- _Exercise aim_: Format the rows below as a Markdown table with two columns, No. and Entry, giving each row's number under No. and its text under Entry. Leave out blank lines and the pictures.

Collected data entries
== Segment start ==
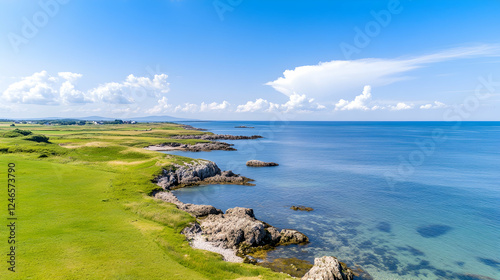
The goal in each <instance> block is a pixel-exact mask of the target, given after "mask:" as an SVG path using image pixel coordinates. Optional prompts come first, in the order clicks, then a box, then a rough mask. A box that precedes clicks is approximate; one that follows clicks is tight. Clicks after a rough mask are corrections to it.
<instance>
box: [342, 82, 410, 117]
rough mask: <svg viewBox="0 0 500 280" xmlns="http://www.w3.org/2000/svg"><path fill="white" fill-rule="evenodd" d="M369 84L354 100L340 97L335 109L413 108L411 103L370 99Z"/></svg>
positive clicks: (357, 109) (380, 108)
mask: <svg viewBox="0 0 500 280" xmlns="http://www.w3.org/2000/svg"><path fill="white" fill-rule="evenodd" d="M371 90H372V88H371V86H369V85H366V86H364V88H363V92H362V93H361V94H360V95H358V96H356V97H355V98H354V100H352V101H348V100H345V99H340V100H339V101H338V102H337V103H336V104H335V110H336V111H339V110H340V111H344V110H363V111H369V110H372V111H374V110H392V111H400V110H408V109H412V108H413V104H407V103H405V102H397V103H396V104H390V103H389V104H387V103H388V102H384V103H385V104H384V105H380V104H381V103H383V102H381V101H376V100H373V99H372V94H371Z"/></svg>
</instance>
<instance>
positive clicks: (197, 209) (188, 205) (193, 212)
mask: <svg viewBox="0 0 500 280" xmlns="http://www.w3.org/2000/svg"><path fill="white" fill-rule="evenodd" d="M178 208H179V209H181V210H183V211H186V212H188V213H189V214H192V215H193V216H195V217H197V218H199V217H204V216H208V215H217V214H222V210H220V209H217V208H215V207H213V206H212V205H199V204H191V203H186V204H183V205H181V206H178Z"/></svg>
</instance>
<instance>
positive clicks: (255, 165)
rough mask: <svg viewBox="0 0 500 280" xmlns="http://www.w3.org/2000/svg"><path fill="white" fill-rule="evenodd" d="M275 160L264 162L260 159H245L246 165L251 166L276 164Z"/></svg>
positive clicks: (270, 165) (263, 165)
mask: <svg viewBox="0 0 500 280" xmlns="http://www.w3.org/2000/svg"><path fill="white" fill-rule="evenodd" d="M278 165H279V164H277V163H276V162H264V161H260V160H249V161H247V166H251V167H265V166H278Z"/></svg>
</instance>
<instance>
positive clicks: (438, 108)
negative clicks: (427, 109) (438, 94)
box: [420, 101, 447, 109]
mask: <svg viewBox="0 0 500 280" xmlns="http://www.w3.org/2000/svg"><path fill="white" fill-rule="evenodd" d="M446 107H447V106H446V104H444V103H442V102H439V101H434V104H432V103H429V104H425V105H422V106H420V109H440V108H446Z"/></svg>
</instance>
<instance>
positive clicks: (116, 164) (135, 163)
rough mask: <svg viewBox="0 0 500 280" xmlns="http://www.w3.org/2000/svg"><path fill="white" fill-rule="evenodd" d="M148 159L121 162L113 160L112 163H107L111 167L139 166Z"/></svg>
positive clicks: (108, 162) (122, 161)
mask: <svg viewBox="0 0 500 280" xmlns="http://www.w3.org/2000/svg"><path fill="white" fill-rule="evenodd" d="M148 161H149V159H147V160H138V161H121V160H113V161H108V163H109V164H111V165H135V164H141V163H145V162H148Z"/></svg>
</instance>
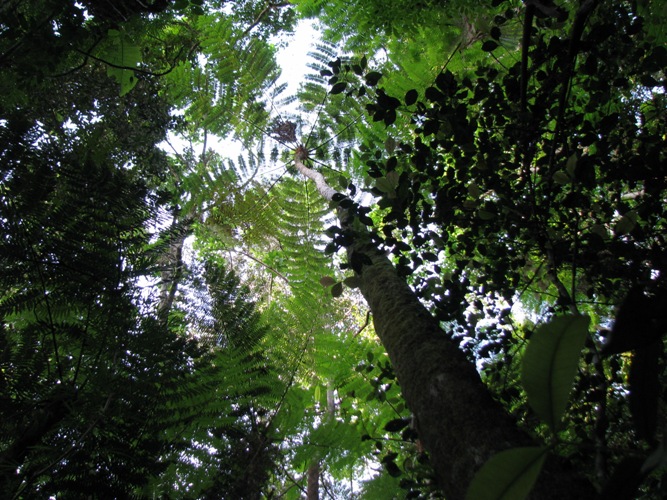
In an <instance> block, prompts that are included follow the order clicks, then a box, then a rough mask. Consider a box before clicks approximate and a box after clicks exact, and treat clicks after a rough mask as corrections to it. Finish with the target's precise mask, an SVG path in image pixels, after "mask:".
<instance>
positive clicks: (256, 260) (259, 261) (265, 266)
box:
== Segment end ==
- _Solved problem_:
| No. | Entry |
|---|---|
| 1 | The goal in each <instance> block is a pixel-exact mask of the target, given after "mask:" as an SVG path using image pixel coordinates. Optional prompts come first, in the order clicks, then a box, then a rough mask. A box that precedes clicks is approximate; one that follows clicks is tight. Clicks after a rough mask are corrections to it. |
| 2 | <instance> |
| 3 | box: [342, 82, 410, 117] |
| 4 | rough mask: <svg viewBox="0 0 500 280" xmlns="http://www.w3.org/2000/svg"><path fill="white" fill-rule="evenodd" d="M369 84L354 100L340 97L335 109L413 108L411 103L370 99Z"/></svg> |
| 5 | positive clicks: (357, 109) (380, 108) |
| 6 | mask: <svg viewBox="0 0 500 280" xmlns="http://www.w3.org/2000/svg"><path fill="white" fill-rule="evenodd" d="M371 90H372V88H371V86H369V85H366V86H364V88H363V92H362V93H361V94H360V95H358V96H356V97H355V98H354V100H352V101H348V100H345V99H340V100H339V101H338V102H337V103H336V104H335V110H336V111H339V110H340V111H344V110H363V111H369V110H372V111H374V110H392V111H400V110H408V109H412V108H413V104H407V103H405V102H397V103H396V104H390V103H389V104H387V103H388V102H384V103H385V104H384V105H380V104H381V103H383V102H381V101H376V100H373V99H372V94H371Z"/></svg> |
| 7 | </instance> |
| 8 | <instance> |
| 9 | positive clicks: (197, 209) (188, 205) (193, 212) |
| 10 | mask: <svg viewBox="0 0 500 280" xmlns="http://www.w3.org/2000/svg"><path fill="white" fill-rule="evenodd" d="M178 208H179V209H181V210H183V211H186V212H188V213H189V214H192V215H193V216H195V217H197V218H199V217H204V216H208V215H217V214H222V210H220V209H217V208H215V207H213V206H212V205H199V204H191V203H186V204H183V205H181V206H178Z"/></svg> |
| 11 | </instance> |
| 12 | <instance> |
| 13 | positive clicks: (255, 165) |
| 14 | rough mask: <svg viewBox="0 0 500 280" xmlns="http://www.w3.org/2000/svg"><path fill="white" fill-rule="evenodd" d="M275 160L264 162L260 159H245L246 165L251 166L276 164Z"/></svg> |
| 15 | positive clicks: (270, 165) (263, 165) |
| 16 | mask: <svg viewBox="0 0 500 280" xmlns="http://www.w3.org/2000/svg"><path fill="white" fill-rule="evenodd" d="M278 165H279V164H277V163H276V162H264V161H260V160H249V161H247V166H251V167H265V166H278Z"/></svg> |
| 17 | </instance> |
| 18 | <instance> |
| 19 | positive clicks: (438, 108) |
| 20 | negative clicks: (427, 109) (438, 94) |
| 21 | box: [420, 101, 447, 109] |
| 22 | mask: <svg viewBox="0 0 500 280" xmlns="http://www.w3.org/2000/svg"><path fill="white" fill-rule="evenodd" d="M446 107H447V106H446V104H444V103H442V102H439V101H434V104H432V103H429V104H425V105H422V106H420V109H440V108H446Z"/></svg> |
| 23 | </instance> |
| 24 | <instance> |
| 25 | positive clicks: (116, 164) (135, 163) |
| 26 | rough mask: <svg viewBox="0 0 500 280" xmlns="http://www.w3.org/2000/svg"><path fill="white" fill-rule="evenodd" d="M148 159L121 162L113 160L112 163H107L111 167L139 166Z"/></svg> |
| 27 | positive clicks: (108, 162) (122, 161) |
| 28 | mask: <svg viewBox="0 0 500 280" xmlns="http://www.w3.org/2000/svg"><path fill="white" fill-rule="evenodd" d="M148 161H149V159H147V160H138V161H121V160H113V161H108V163H109V164H111V165H135V164H141V163H145V162H148Z"/></svg> |
| 29 | </instance> |
| 30 | In an <instance> block, prompts that are included follow the order clicks, then a box, then a rough mask. Consider a box before clicks approximate and a box after clicks exact, and treat clicks after a rough mask as corrections to it. Finish with the target's precise mask, an SVG path in image pixels, after "mask:". |
| 31 | <instance> |
| 32 | positive clicks: (256, 260) (259, 261) (265, 266) |
| 33 | box: |